_PASSAGE PROVIDED:_
■ ■ ■

New statutory duty to report human trafficking could support more vulnerable people

Human trafficking - Image credit: British Red Cross

A new statutory duty to report suspected cases of human trafficking could support more vulnerable people, justice secretary Humza Yousaf has said.

The Scottish Government is seeking views on plans to introduce a legal duty on Scottish public authorities to notify Police Scotland about suspected victims of human trafficking and exploitation.

Reports made under the duty will help to identify and support victims, target perpetrators and disrupt their activity and address conditions that lead to trafficking and exploitation.

It is proposed that the new duty would apply to local authorities, health boards, the Scottish Ambulance Service and the Scottish Fire and Rescue Service.

Information collected through the duty to notify will provide a more accurate picture of the scale and extent of trafficking in Scotland, the Scottish Government said.

This in turn will enable more effective targeting of both enforcement and support services.

Launching the consultation, Justice Secretary Humza Yousaf said: “Human trafficking is a hidden and often complex crime meaning the true scale of the problem is unknown.

“Victims may be reluctant to acknowledge their own situation for reasons including fear of their traffickers, distrust in the authorities and a lack of awareness that there are agencies that can support them to safety and recovery.

“These plans will create a statutory duty on Scottish public authorities to ensure that the information obtained by Police Scotland is publicly available.

“This intelligence will ultimately help us to protect and support more vulnerable people.”

Assistant Chief Constable Gillian MacDonald, Police Scotland’s lead on crime and protection, said: “Victims of human trafficking are among the most vulnerable in our communities.

“Some may never come to the attention of police or may choose, for their own reasons, not to engage with a police investigation.

“The introduction of a duty to notify is a positive step which will help us work with other public services to further develop our collective approach to protecting survivors.

“It will also assist in helping victims to escape the clutches of traffickers, as we work to make Scotland a hostile environment for this type of inhumane criminality.”

■ ■ ■

_PROVIDED RECORDS:_
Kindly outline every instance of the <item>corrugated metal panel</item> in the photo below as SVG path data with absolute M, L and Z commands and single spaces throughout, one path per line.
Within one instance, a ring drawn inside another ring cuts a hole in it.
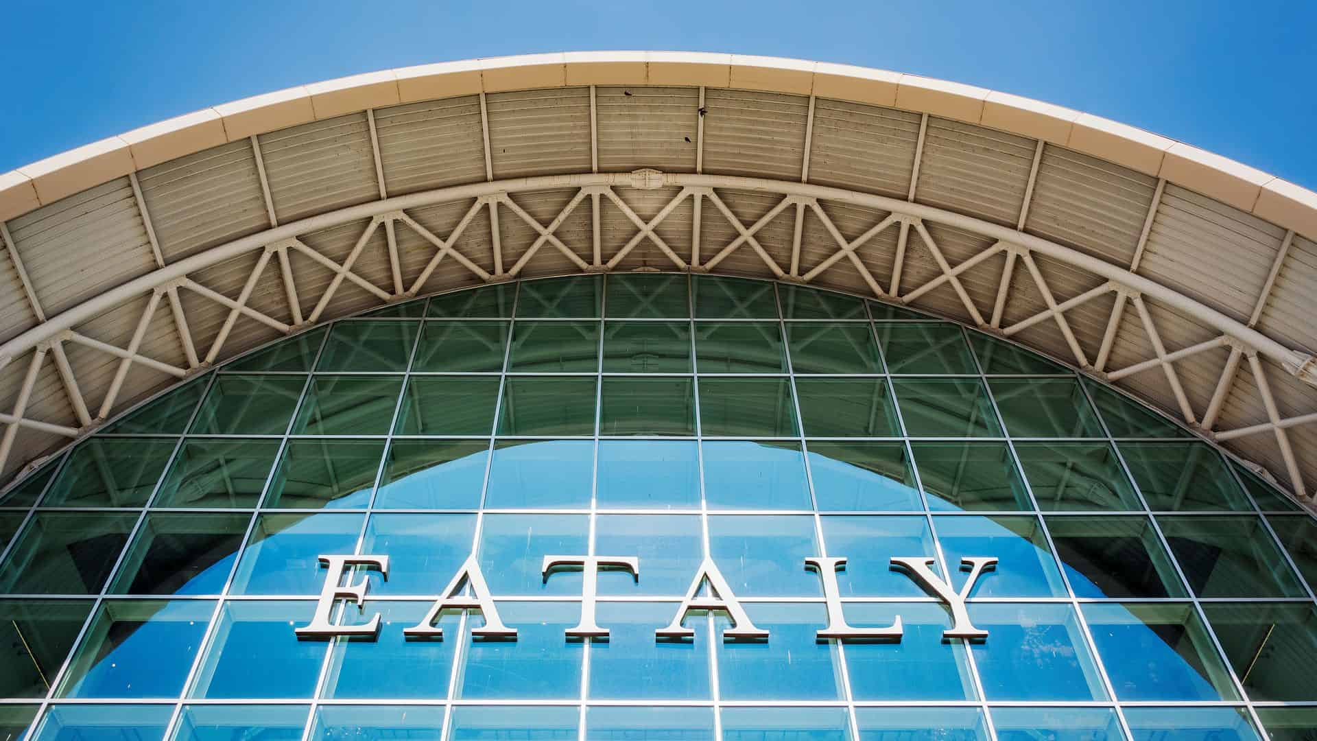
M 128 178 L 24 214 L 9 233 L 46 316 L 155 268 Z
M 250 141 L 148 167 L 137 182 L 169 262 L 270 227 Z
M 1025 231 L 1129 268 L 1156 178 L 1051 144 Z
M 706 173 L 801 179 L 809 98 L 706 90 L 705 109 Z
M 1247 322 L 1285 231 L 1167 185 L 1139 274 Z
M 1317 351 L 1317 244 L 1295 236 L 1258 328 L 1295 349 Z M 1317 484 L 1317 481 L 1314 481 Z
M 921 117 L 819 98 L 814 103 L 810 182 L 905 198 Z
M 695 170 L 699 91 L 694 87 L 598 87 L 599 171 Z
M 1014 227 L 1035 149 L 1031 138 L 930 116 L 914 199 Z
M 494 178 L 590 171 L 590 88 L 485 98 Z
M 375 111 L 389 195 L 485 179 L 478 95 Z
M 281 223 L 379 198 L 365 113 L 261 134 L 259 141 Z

■ ■ ■

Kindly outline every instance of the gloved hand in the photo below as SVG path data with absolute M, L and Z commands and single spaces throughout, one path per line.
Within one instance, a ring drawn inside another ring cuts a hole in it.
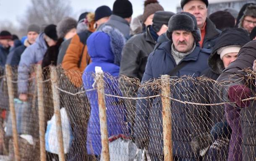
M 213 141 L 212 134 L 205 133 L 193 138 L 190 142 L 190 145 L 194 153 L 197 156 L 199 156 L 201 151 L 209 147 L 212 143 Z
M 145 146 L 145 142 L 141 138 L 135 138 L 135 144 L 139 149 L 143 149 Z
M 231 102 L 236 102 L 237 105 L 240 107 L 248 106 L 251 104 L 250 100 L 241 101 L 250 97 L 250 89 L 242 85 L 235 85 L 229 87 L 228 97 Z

■ ■ ■

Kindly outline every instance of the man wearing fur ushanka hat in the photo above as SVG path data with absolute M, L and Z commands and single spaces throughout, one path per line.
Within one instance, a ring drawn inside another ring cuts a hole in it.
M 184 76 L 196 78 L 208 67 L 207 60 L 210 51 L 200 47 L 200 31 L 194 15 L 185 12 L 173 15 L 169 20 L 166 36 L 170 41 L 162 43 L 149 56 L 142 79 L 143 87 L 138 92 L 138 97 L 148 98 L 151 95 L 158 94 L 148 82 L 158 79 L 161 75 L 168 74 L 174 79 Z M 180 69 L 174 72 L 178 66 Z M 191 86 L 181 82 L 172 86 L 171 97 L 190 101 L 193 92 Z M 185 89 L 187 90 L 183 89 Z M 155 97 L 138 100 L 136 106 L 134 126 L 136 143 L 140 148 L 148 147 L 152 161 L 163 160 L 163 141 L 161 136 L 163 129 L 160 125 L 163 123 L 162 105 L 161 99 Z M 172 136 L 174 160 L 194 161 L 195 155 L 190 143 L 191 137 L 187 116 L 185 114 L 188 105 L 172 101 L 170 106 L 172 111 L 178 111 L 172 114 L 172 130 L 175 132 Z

■ ■ ■

_REQUIRED WORK:_
(a) Retype the passage from the article on the human trafficking reporting duty, starting at "Human trafficking - Image" and ending at "Scottish Government said.".
(b) Do these statements agree with the article on the human trafficking reporting duty? (i) The proposed duty would apply to the Scottish Ambulance Service. (ii) The duty would require victims themselves to notify Police Scotland. (iii) The true scale of human trafficking is known.

_OUTPUTS IN ORDER:_
(a)
Human trafficking - Image credit: British Red Cross

A new statutory duty to report suspected cases of human trafficking could support more vulnerable people, justice secretary Humza Yousaf has said.

The Scottish Government is seeking views on plans to introduce a legal duty on Scottish public authorities to notify Police Scotland about suspected victims of human trafficking and exploitation.

Reports made under the duty will help to identify and support victims, target perpetrators and disrupt their activity and address conditions that lead to trafficking and exploitation.

It is proposed that the new duty would apply to local authorities, health boards, the Scottish Ambulance Service and the Scottish Fire and Rescue Service.

Information collected through the duty to notify will provide a more accurate picture of the scale and extent of trafficking in Scotland, the Scottish Government said.

(b)
(i) Yes: "It is proposed that the new duty would apply to local authorities, health boards, the Scottish Ambulance Service and the Scottish Fire and Rescue Service."
(ii) No: "a legal duty on Scottish public authorities to notify Police Scotland about suspected victims of human trafficking and exploitation."
(iii) No: "the true scale of the problem is unknown."